### Exercise data
━━━━━━━━━━━━━━━━
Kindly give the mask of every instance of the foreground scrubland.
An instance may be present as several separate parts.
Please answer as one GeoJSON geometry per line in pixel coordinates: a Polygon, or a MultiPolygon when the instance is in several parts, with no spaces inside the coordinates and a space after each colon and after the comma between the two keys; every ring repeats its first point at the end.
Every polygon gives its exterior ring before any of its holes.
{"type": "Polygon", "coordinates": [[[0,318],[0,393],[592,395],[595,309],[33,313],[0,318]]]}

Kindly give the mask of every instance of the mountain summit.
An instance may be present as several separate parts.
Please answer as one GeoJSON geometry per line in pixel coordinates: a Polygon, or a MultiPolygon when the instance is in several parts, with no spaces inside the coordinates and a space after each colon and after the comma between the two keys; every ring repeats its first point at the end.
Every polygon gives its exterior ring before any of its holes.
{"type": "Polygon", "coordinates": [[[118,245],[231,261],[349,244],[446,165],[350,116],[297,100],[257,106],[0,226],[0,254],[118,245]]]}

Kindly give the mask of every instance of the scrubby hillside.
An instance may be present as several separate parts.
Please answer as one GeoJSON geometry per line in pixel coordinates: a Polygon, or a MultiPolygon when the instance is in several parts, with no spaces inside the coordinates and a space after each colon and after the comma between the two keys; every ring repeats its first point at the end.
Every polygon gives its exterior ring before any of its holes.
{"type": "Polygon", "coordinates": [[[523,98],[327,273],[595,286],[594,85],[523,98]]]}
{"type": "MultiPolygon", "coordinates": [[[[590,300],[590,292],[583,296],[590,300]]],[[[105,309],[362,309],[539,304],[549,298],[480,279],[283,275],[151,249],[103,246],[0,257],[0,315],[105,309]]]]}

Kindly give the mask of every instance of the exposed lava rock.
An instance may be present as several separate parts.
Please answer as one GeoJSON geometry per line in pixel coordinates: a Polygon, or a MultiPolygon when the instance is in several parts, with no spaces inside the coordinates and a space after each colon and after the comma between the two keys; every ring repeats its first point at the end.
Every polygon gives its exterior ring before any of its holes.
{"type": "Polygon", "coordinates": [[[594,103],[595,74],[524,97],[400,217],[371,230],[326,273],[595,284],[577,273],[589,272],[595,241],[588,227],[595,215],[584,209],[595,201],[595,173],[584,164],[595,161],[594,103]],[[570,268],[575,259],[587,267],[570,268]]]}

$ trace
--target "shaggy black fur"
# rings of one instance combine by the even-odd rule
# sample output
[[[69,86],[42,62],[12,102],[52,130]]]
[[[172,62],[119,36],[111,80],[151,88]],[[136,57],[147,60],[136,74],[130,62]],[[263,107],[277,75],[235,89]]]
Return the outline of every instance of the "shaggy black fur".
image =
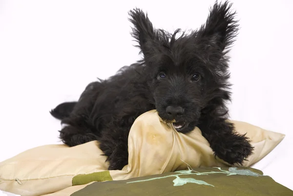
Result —
[[[156,109],[166,121],[185,133],[196,126],[215,155],[230,164],[241,163],[252,152],[248,138],[227,122],[230,101],[227,53],[238,30],[235,12],[228,2],[210,10],[206,24],[188,35],[155,29],[147,14],[129,12],[132,35],[144,58],[123,67],[106,80],[90,84],[76,102],[51,111],[68,125],[60,138],[69,146],[94,140],[107,156],[109,170],[128,162],[127,139],[135,119]]]

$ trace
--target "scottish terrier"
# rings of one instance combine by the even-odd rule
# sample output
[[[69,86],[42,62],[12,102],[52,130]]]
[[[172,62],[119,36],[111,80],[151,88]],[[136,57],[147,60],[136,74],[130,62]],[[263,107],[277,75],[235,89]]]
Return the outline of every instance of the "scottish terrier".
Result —
[[[143,59],[89,84],[78,101],[50,111],[66,125],[60,131],[62,141],[72,147],[98,140],[108,169],[121,170],[128,164],[132,124],[155,109],[163,120],[175,120],[178,132],[198,127],[215,156],[241,164],[253,148],[227,121],[231,95],[227,54],[238,30],[231,6],[216,2],[205,24],[189,33],[156,29],[147,14],[130,10],[131,35]]]

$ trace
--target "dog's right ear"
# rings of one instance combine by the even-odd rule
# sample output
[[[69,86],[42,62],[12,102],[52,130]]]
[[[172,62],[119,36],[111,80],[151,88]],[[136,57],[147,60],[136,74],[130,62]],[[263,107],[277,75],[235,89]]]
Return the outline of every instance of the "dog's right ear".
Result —
[[[157,31],[153,28],[147,14],[145,14],[140,9],[130,10],[129,15],[129,20],[134,26],[131,28],[131,35],[139,44],[136,46],[140,48],[140,53],[142,52],[145,58],[147,57],[155,51],[154,43],[158,40]]]

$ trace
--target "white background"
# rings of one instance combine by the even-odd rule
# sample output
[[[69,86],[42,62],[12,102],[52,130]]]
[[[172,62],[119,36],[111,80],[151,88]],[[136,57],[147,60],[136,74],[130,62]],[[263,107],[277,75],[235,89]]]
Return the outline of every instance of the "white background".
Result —
[[[102,2],[0,0],[0,161],[60,143],[49,110],[140,59],[129,10],[146,11],[156,27],[194,29],[214,0]],[[230,53],[231,118],[286,134],[254,167],[293,189],[293,1],[232,2],[241,29]]]

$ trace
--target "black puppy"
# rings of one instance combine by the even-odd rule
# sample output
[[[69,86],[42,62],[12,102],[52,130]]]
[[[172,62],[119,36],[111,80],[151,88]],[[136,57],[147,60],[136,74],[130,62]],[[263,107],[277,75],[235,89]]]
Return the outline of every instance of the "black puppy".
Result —
[[[129,12],[132,35],[144,58],[107,80],[90,84],[76,102],[51,111],[67,125],[60,138],[69,146],[97,140],[109,170],[128,163],[127,139],[136,118],[156,109],[183,133],[196,126],[215,155],[230,164],[243,162],[253,147],[227,122],[230,100],[228,49],[238,30],[231,4],[216,2],[206,24],[179,36],[153,27],[139,9]]]

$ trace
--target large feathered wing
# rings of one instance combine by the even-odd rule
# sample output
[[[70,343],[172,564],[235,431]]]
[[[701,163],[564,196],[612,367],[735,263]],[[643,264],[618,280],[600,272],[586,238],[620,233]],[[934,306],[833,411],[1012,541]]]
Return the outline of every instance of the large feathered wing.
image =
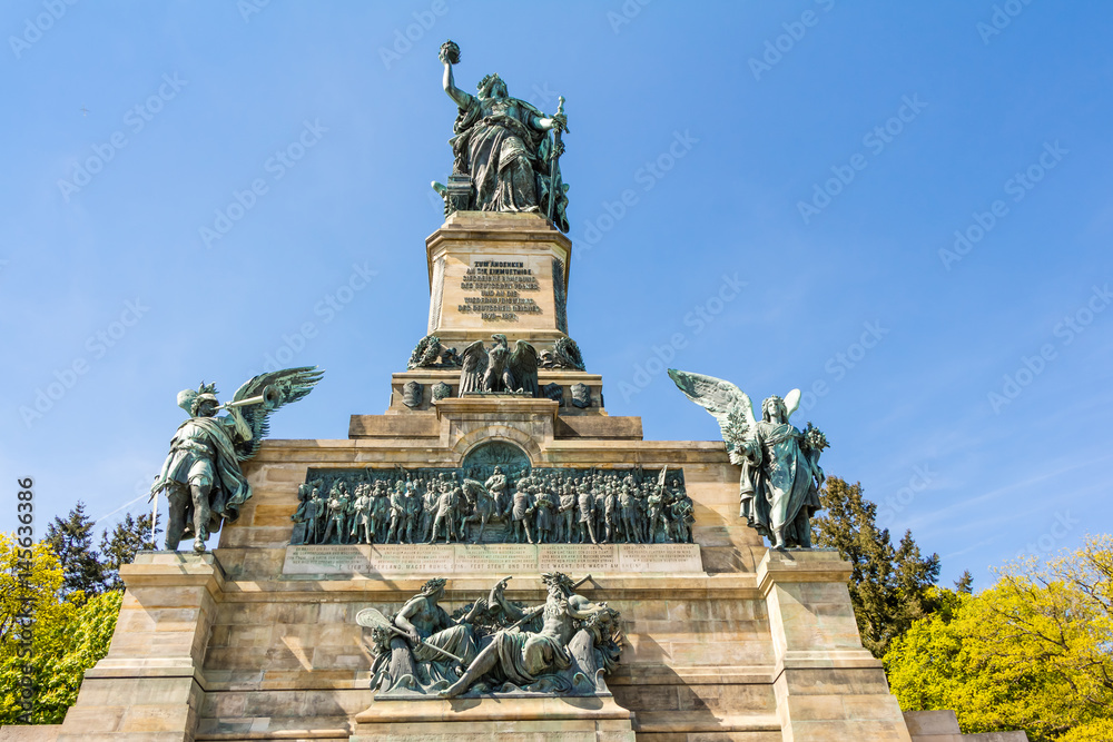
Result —
[[[270,433],[270,413],[283,405],[297,402],[313,392],[313,387],[317,385],[324,373],[316,366],[284,368],[259,374],[236,389],[236,395],[232,398],[233,402],[267,396],[264,402],[238,407],[244,421],[252,428],[252,439],[236,444],[236,457],[244,462],[255,456],[263,438]]]
[[[730,382],[713,376],[676,368],[669,369],[669,376],[684,396],[709,412],[719,423],[722,439],[735,462],[735,447],[754,433],[754,405],[749,396]]]
[[[531,397],[540,397],[538,388],[538,349],[525,340],[514,344],[514,353],[510,356],[510,372],[518,382],[519,389]],[[518,392],[519,389],[514,389]]]
[[[483,347],[483,340],[475,340],[460,356],[460,390],[457,396],[464,396],[469,392],[477,392],[483,374],[486,372],[487,353]]]

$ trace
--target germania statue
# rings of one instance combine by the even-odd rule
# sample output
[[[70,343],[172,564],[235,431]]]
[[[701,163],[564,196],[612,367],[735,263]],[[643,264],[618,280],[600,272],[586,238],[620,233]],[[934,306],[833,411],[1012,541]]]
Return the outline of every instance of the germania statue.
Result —
[[[193,536],[194,551],[204,552],[209,534],[218,532],[224,521],[239,517],[240,506],[252,496],[239,463],[258,452],[270,431],[270,413],[312,392],[322,374],[315,366],[259,374],[225,405],[217,400],[215,384],[203,382],[196,390],[178,393],[178,406],[189,419],[170,439],[170,453],[150,488],[151,498],[166,491],[168,551]],[[229,414],[217,417],[220,409]]]
[[[561,133],[568,131],[564,99],[553,116],[506,92],[498,75],[487,75],[469,95],[453,81],[452,66],[460,62],[460,47],[441,47],[444,91],[460,109],[449,140],[455,156],[447,186],[433,182],[445,199],[445,214],[455,210],[531,211],[568,231],[568,186],[561,181],[559,158],[564,151]],[[549,137],[552,131],[553,136]]]
[[[674,368],[669,376],[718,421],[730,463],[742,467],[739,515],[774,548],[811,548],[810,518],[820,508],[826,479],[819,454],[827,437],[811,423],[801,432],[788,422],[800,406],[800,390],[769,397],[757,419],[750,398],[730,382]]]

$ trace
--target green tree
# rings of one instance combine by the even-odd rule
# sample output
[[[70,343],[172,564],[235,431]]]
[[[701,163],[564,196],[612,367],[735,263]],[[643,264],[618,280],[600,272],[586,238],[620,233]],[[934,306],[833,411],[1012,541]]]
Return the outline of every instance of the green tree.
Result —
[[[811,520],[812,543],[837,548],[850,562],[850,602],[863,645],[881,657],[895,636],[936,606],[939,556],[925,557],[906,531],[894,546],[878,528],[877,505],[861,484],[830,477],[819,495],[823,514]]]
[[[1113,739],[1113,537],[997,574],[977,594],[940,591],[940,610],[894,640],[885,667],[902,708],[954,709],[964,732]]]
[[[105,588],[104,567],[92,548],[95,525],[92,518],[85,514],[85,503],[78,502],[66,520],[55,516],[53,522],[47,526],[43,541],[53,550],[62,567],[63,594],[80,591],[90,596]]]
[[[155,536],[162,530],[155,524]],[[102,581],[107,590],[124,590],[124,581],[120,580],[120,565],[131,564],[136,554],[144,548],[150,548],[150,515],[140,515],[138,518],[127,516],[116,524],[111,535],[106,531],[100,536],[100,563],[102,570]]]

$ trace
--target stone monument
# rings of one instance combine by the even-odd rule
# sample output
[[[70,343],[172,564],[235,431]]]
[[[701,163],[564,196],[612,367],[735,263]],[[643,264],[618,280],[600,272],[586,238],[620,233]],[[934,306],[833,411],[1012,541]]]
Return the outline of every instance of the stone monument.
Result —
[[[263,443],[213,552],[121,567],[108,655],[20,739],[910,740],[850,565],[807,547],[821,434],[680,372],[729,449],[609,415],[569,335],[567,119],[442,60],[447,216],[386,410]]]

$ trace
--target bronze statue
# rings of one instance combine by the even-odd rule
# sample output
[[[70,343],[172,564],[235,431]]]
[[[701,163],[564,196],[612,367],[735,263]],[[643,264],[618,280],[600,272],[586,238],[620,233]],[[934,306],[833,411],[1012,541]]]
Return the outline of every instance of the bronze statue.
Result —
━━━━━━━━━━━━━━━━
Tally the lines in the material above that contain the word "outline", and reply with the number alone.

### Answer for this exercise
10